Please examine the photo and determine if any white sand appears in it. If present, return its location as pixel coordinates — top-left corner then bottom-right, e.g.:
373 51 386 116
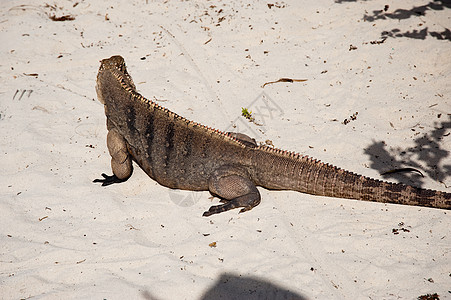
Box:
0 0 451 299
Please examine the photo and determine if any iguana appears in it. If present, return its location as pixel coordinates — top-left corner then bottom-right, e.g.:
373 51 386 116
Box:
94 56 451 216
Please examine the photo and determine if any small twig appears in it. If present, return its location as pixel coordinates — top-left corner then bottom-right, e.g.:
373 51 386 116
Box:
262 78 307 88
381 168 424 177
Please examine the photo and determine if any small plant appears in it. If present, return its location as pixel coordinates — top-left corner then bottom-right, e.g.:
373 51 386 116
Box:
241 107 255 122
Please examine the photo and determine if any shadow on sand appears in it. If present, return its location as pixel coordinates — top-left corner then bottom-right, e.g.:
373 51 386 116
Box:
335 0 451 42
201 273 307 300
365 115 451 187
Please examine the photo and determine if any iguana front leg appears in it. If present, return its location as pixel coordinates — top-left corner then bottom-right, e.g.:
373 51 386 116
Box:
203 166 260 217
93 128 133 186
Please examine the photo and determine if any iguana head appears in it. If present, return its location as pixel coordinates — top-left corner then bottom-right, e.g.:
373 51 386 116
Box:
96 55 135 104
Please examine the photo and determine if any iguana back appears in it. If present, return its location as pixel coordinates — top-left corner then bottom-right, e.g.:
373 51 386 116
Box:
95 56 451 216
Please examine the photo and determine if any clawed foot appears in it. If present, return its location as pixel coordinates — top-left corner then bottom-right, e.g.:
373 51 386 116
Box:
202 193 260 217
92 173 127 186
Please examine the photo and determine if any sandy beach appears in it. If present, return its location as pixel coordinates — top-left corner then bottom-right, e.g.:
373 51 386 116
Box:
0 0 451 300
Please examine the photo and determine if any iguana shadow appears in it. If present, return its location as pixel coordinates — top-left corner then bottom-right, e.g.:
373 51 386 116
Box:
365 115 451 187
201 273 307 300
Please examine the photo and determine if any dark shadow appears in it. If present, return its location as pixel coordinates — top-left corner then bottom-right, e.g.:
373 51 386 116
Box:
365 115 451 187
201 273 307 300
335 0 451 42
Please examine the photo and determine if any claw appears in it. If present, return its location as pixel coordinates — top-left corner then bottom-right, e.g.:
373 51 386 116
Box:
92 173 127 186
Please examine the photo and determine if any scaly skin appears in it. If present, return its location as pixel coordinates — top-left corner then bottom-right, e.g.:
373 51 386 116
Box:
94 56 451 216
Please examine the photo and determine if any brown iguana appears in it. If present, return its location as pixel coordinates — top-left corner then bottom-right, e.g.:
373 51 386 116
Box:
94 56 451 216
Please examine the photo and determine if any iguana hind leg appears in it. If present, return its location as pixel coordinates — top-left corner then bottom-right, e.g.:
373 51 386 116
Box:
93 128 133 186
203 166 260 217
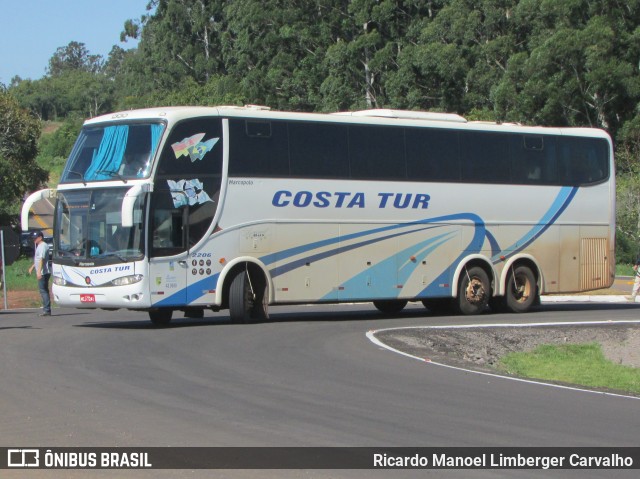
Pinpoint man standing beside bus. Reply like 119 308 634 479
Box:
29 231 51 316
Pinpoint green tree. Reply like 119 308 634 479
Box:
47 41 104 77
0 89 47 224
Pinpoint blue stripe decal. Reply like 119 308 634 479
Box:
152 273 220 308
321 231 456 301
491 186 578 264
270 226 439 278
154 187 578 307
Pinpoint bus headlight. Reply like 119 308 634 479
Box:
111 274 142 286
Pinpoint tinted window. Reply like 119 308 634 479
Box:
405 128 460 181
289 122 349 178
460 131 511 183
349 126 407 180
557 137 609 185
510 135 557 185
229 120 289 177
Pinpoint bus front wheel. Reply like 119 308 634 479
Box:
229 270 269 323
503 266 538 313
455 266 491 315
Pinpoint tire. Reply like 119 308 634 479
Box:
229 270 269 324
503 266 538 313
454 266 491 315
373 299 407 314
422 298 452 314
149 308 173 326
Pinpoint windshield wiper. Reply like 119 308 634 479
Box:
96 170 127 183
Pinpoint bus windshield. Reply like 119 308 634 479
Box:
60 123 164 183
54 188 144 261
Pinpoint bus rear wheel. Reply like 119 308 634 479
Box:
503 266 538 313
373 299 407 314
149 308 173 326
229 270 269 323
454 266 491 315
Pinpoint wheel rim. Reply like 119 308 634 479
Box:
511 274 532 303
465 277 487 304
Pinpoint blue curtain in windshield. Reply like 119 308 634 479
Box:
151 125 164 158
84 125 129 181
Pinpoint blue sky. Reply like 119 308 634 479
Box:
0 0 148 85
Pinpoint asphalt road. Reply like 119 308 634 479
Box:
0 304 640 478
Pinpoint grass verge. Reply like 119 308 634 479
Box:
498 343 640 394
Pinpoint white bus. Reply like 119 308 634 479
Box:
22 106 615 324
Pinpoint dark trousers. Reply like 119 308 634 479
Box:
38 274 51 314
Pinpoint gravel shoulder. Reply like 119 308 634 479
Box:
376 324 640 398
....
▶ _Given problem_
Report each line of the material above that contains the string "dark". Case matters, so count only lines where it appears with the same capitalization.

▶ _Problem solution_
Please examine the photo and determine if any dark shadow appears in it. If present, return its location as pixel coordinates — top-left corner then bottom-right, e.g.:
Pinpoint dark trousers. Reply like 119 308 634 479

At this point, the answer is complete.